● **EXTRACT TO READ**:
— START —

Well, here it is. Planning this for Sunday morning. Give me your thoughts. My biggest concern is getting the IBU's right. I have very little guidance from BJCP here.

Vanilla Bourbon Oaked Winter Ale

A ProMash Recipe Report

BJCP Style and Style Guidelines
-------------------------------

21-B Spice/Herb/Vegetable, Christmas/Winter Specialty

Min OG: 1.030 Max OG: 1.100
Min IBU: 2 Max IBU: 100
Min Clr: 2 Max Clr: 25 Color in SRM, Lovibond

Recipe Specifics
----------------

Batch Size (Gal): 5.00 Wort Size (Gal): 5.00
Total Grain (Lbs): 11.75
Anticipated OG: 1.075 Plato: 18.28
Anticipated SRM: 22.3
Anticipated IBU: 39.1
Brewhouse Efficiency: 75 %
Wort Boil Time: 60 Minutes

Pre-Boil Amounts
----------------

Evaporation Rate: 15.00 Percent Per Hour
Pre-Boil Wort Size: 5.88 Gal
Pre-Boil Gravity: 1.064 SG 15.68 Plato

Formulas Used
-------------

Brewhouse Efficiency and Predicted Gravity based on Method #1, Potential Used.

— END —

● **STATED TASK 1**: According to the beer recipe, what is the anticipated IBU?

● **INPUT DATA**:
— START —

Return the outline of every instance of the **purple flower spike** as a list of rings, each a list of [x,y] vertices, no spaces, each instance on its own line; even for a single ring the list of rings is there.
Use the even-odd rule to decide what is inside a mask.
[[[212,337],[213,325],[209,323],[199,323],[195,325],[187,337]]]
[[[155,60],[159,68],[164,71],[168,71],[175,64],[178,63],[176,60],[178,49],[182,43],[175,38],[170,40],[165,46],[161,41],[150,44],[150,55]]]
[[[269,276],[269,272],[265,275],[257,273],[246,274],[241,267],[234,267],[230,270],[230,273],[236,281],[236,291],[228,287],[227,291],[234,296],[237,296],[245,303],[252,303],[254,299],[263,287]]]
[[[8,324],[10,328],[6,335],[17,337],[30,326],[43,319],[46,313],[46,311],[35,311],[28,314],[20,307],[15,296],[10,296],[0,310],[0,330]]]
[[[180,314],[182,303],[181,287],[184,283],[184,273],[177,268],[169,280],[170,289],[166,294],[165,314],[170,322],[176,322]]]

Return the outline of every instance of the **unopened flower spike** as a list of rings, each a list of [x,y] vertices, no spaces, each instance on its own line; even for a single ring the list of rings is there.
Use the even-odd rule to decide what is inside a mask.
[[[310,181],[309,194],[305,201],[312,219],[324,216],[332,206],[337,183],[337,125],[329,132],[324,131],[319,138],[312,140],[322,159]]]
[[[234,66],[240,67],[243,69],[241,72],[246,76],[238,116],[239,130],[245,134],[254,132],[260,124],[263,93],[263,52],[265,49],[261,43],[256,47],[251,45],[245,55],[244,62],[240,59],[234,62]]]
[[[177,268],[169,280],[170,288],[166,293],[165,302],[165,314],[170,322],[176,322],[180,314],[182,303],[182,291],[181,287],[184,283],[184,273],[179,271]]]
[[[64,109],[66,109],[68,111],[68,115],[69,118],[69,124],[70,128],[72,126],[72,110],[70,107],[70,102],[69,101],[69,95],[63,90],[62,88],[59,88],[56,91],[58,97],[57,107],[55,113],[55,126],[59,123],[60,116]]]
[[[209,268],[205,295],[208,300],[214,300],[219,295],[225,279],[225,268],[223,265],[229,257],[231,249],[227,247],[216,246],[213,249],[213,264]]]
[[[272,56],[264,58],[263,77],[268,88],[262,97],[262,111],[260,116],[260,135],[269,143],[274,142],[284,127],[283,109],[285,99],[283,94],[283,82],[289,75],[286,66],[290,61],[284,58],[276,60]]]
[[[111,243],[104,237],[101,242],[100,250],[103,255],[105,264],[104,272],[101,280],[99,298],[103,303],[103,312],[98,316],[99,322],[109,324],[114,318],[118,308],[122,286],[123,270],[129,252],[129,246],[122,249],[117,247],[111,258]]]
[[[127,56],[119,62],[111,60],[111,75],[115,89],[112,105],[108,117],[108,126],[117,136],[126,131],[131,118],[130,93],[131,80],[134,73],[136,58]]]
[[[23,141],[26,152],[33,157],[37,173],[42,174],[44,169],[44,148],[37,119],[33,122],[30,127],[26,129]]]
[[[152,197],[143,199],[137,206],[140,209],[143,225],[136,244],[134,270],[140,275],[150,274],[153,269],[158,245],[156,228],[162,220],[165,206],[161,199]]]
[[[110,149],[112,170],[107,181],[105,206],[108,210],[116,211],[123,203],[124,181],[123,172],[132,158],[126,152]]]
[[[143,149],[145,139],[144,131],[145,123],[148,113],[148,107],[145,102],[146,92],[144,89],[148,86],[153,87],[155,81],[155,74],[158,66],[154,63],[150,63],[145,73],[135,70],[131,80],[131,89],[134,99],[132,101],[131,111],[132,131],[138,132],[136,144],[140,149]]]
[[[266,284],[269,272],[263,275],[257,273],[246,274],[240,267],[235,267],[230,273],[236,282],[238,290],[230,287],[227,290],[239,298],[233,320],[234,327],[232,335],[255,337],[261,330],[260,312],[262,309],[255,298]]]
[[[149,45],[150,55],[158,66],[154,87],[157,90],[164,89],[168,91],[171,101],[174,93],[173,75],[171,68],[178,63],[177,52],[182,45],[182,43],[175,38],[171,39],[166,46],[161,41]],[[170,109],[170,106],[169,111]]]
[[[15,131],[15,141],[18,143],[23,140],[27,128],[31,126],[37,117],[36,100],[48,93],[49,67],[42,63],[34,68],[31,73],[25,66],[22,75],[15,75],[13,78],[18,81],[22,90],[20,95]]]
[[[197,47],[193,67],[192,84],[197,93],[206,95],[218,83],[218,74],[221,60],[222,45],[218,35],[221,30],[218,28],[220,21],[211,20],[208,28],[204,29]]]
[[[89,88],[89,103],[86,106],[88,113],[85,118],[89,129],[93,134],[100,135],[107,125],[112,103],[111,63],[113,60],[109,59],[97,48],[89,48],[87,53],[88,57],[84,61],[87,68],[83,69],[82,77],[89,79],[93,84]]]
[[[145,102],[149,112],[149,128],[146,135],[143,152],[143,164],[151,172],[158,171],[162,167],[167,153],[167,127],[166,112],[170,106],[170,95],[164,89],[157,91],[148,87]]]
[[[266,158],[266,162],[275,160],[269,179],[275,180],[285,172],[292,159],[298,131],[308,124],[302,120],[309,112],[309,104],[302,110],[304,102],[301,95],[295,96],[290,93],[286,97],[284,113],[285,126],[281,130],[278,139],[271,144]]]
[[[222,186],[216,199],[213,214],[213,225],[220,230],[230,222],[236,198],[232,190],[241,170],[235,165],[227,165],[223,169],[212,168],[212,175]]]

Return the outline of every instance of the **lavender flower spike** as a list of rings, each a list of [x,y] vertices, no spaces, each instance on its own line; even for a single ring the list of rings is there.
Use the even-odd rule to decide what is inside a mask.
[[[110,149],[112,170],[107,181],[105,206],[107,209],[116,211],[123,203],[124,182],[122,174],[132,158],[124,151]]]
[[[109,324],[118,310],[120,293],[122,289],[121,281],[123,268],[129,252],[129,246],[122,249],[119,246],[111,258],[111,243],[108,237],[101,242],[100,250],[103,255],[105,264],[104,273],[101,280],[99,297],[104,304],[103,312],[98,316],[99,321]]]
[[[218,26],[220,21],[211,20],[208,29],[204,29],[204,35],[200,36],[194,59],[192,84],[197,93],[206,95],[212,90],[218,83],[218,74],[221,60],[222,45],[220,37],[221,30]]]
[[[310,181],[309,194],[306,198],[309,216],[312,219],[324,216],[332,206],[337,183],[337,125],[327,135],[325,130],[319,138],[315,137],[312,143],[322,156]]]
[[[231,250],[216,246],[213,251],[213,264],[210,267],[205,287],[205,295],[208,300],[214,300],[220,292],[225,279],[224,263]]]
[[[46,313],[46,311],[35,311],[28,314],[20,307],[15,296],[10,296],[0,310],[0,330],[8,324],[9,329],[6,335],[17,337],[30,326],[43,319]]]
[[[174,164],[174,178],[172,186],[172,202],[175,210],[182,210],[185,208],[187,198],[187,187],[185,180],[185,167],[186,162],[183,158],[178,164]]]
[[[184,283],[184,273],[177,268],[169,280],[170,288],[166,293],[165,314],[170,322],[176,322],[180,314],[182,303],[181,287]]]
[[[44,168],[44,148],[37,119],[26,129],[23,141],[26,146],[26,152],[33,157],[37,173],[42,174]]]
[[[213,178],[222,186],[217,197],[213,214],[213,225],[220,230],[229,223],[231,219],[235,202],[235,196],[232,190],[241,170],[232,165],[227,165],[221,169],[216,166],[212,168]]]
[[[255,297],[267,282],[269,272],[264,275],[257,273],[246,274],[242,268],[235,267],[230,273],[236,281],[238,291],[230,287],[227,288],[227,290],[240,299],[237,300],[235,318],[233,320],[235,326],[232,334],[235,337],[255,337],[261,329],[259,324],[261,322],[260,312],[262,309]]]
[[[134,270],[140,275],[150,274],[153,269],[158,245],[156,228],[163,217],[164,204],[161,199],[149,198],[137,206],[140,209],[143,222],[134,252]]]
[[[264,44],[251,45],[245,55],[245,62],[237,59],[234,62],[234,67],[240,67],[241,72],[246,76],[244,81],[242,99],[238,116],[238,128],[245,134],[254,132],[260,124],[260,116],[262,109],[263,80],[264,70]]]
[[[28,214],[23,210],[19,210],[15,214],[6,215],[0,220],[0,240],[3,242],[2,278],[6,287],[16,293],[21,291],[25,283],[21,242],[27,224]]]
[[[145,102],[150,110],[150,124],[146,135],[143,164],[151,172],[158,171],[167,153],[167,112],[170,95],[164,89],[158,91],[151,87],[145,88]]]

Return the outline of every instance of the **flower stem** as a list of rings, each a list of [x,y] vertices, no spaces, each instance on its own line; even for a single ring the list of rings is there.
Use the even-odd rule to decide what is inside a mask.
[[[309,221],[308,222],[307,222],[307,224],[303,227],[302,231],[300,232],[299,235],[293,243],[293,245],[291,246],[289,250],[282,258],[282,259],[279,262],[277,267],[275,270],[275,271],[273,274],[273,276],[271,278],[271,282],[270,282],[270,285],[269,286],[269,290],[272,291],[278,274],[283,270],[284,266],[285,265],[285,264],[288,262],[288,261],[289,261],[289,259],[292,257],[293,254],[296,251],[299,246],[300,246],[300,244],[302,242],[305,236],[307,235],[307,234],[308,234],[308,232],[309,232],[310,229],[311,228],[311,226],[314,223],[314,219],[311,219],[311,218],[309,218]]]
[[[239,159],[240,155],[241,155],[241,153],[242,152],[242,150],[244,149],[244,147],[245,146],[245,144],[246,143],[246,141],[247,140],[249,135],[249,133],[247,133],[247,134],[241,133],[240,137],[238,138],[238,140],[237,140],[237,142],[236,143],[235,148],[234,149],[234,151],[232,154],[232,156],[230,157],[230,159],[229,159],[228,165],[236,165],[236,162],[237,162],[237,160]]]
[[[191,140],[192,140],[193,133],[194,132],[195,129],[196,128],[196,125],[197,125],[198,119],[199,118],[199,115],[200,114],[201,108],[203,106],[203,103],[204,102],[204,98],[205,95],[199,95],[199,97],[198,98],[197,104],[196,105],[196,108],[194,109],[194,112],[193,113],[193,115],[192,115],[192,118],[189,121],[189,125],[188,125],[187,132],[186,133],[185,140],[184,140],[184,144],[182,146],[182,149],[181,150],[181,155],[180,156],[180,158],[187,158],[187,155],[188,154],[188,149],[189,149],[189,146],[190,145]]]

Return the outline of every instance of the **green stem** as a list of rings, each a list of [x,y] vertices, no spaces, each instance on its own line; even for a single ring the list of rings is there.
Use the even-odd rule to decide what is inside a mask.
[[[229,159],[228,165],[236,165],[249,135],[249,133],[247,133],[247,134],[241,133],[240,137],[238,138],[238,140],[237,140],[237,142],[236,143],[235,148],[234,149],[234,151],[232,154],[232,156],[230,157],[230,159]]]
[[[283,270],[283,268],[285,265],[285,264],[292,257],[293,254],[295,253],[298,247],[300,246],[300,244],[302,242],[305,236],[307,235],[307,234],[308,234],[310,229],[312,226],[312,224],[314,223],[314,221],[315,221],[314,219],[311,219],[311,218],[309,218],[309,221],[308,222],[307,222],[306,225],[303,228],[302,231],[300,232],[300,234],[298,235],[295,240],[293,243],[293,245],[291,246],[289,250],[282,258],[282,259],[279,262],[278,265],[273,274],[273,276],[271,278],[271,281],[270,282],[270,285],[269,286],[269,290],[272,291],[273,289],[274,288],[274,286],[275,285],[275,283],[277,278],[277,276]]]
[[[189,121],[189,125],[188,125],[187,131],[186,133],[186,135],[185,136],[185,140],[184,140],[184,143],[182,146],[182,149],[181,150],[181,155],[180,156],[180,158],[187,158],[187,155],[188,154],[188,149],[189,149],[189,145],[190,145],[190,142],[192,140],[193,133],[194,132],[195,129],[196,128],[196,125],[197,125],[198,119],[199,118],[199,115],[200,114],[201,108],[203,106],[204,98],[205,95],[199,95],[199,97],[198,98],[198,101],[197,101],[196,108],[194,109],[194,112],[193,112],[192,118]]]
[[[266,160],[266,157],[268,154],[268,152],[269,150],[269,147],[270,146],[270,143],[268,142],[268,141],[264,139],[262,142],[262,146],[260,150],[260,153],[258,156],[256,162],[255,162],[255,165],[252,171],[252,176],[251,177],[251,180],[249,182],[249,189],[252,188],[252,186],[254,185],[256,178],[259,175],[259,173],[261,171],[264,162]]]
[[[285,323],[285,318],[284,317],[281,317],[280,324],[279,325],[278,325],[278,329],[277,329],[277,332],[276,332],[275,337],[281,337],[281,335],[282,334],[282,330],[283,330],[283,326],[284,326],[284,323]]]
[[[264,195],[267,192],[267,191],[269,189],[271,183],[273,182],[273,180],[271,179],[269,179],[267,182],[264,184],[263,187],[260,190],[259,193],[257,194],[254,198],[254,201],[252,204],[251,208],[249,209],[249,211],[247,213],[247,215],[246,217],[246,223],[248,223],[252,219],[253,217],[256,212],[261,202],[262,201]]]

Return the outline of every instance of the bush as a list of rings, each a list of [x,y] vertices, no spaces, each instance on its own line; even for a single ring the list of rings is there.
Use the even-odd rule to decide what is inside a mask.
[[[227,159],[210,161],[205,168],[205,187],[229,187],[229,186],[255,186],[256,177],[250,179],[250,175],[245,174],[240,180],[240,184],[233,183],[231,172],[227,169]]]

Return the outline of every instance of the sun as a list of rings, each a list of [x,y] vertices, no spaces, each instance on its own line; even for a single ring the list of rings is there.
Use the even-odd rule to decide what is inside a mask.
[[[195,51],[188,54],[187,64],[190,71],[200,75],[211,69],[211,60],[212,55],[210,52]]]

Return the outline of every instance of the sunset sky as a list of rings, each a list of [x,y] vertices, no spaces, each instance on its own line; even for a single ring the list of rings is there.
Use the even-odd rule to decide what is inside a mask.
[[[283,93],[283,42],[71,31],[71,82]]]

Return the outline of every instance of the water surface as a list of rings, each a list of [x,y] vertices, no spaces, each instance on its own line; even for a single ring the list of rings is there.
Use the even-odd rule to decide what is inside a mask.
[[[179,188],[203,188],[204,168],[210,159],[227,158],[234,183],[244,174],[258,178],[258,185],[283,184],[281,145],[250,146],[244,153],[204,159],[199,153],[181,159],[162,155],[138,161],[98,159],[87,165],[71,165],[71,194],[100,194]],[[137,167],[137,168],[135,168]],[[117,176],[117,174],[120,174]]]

— END —

● **STATED TASK 2**: Copy the rows exactly, from the line containing "Return the outline of every instance of the sunset" through the last line of the rows, including both ends.

● **EXERCISE SOLUTION 1**: 39.1

● **EXERCISE SOLUTION 2**:
Return the outline of every instance of the sunset sky as a list of rings, each a list of [x,y] vertices, no spaces, each instance on its own line; even for a single ring the list of rings is there.
Use the even-odd rule to decide what is inside a mask.
[[[283,93],[283,42],[71,31],[71,82]]]

Return the outline of every instance of the water surface as a list of rings, each a list of [x,y] vertices, no spaces, each instance on its own line; even for a single ring the list of rings is there.
Use the even-odd rule to decide what is inside a mask.
[[[179,188],[203,188],[204,168],[210,159],[227,158],[234,183],[244,174],[258,178],[258,185],[283,184],[281,145],[250,146],[244,153],[204,159],[199,153],[181,159],[162,155],[138,161],[98,159],[87,165],[71,165],[71,194],[100,194]],[[137,167],[137,168],[135,168]],[[117,176],[117,174],[120,174]]]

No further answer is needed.